Direction - Reproduce each of the lines word for word.

Excerpted records -
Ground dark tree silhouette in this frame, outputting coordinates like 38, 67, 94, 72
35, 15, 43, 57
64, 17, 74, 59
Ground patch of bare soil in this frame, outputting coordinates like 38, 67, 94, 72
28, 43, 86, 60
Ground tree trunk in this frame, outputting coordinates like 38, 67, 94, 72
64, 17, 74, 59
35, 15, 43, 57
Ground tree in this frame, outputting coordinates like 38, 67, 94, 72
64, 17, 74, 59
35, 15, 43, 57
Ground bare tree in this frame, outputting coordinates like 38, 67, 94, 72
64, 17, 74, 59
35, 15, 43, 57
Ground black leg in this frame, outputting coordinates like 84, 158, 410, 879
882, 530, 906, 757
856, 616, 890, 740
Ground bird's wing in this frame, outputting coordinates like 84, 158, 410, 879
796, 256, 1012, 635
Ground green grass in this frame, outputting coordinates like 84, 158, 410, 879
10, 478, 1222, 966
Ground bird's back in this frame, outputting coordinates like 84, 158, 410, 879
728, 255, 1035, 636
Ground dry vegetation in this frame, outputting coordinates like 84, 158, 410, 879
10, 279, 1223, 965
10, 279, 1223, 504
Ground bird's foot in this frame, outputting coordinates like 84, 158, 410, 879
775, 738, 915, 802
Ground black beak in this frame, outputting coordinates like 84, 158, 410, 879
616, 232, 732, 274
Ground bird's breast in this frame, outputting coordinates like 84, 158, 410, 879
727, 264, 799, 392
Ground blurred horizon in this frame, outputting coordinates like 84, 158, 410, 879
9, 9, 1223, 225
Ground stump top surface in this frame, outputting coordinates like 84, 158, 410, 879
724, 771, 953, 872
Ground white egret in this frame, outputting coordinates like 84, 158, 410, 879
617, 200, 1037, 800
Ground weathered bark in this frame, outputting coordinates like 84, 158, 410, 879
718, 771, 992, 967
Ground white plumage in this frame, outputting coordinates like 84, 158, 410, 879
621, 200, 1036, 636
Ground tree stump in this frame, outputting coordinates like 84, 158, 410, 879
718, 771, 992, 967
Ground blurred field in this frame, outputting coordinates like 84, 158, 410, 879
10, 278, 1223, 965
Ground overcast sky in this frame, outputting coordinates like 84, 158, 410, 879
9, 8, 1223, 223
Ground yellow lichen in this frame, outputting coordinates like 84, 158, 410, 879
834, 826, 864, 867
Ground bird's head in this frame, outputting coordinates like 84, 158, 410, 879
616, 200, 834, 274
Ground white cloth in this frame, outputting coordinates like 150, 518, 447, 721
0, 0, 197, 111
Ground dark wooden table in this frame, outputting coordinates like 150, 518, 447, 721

In response -
Ground dark tree silhouette in this frame, outputting coordinates like 38, 67, 94, 72
35, 15, 43, 57
64, 17, 74, 59
Ground patch of bare soil in this frame, outputting coordinates like 38, 67, 94, 72
28, 43, 86, 60
Ground tree trunk in this frame, outputting coordinates like 38, 67, 94, 72
64, 17, 74, 59
35, 15, 43, 57
Ground tree in this frame, outputting coordinates like 38, 67, 94, 72
64, 17, 74, 59
35, 15, 43, 57
Ground bare tree in this frame, outputting coordinates like 38, 67, 94, 72
64, 17, 74, 59
35, 15, 43, 57
Ground black leg in this frame, outputting coordinates like 84, 158, 410, 879
882, 530, 906, 757
856, 616, 890, 740
Ground bird's wing in this frame, outputting coordinates like 84, 158, 410, 879
796, 256, 1012, 635
Ground green grass in this frame, outputting coordinates like 84, 158, 410, 879
10, 478, 1222, 966
Ground bird's back in this frame, outputting coordinates like 84, 158, 410, 879
728, 255, 1035, 636
Ground dry vegetation in this frame, outputting coordinates like 84, 158, 410, 879
10, 279, 1223, 965
10, 279, 1223, 504
Ground bird's foot in this frame, outputting coordinates like 84, 158, 410, 879
775, 738, 915, 802
Ground black beak in this frame, outputting coordinates like 84, 158, 410, 879
616, 232, 732, 274
Ground bird's breast in this frame, outputting coordinates like 84, 158, 410, 879
727, 264, 799, 392
Ground blurred horizon in this frame, outputting coordinates like 84, 158, 410, 879
9, 9, 1223, 225
Ground stump top surface in this frame, outputting coordinates like 84, 158, 410, 879
724, 771, 953, 872
Ground white egret in this frame, outputting coordinates like 84, 158, 410, 879
617, 200, 1037, 800
Ground weathered bark in this frame, outputting coordinates like 84, 158, 410, 879
718, 771, 992, 967
Ground white plumage in this frame, outputting coordinates like 84, 158, 410, 879
621, 200, 1036, 636
Ground tree stump in this frame, outputting coordinates like 84, 158, 410, 879
718, 771, 992, 967
Ground blurred field in this frame, outputting coordinates like 84, 158, 410, 879
10, 278, 1223, 965
Ground overcast sky in this frame, outputting coordinates like 84, 158, 410, 879
9, 8, 1223, 223
Ground yellow lichen in this frame, outputting coordinates like 84, 158, 410, 879
834, 826, 864, 867
Ground bird's head in this frame, outputting coordinates like 84, 158, 410, 879
616, 200, 834, 274
Ground white cloth in this frame, outputting coordinates like 150, 518, 447, 721
0, 0, 197, 111
Ground dark wooden table in this frame, outputting coordinates like 150, 518, 447, 721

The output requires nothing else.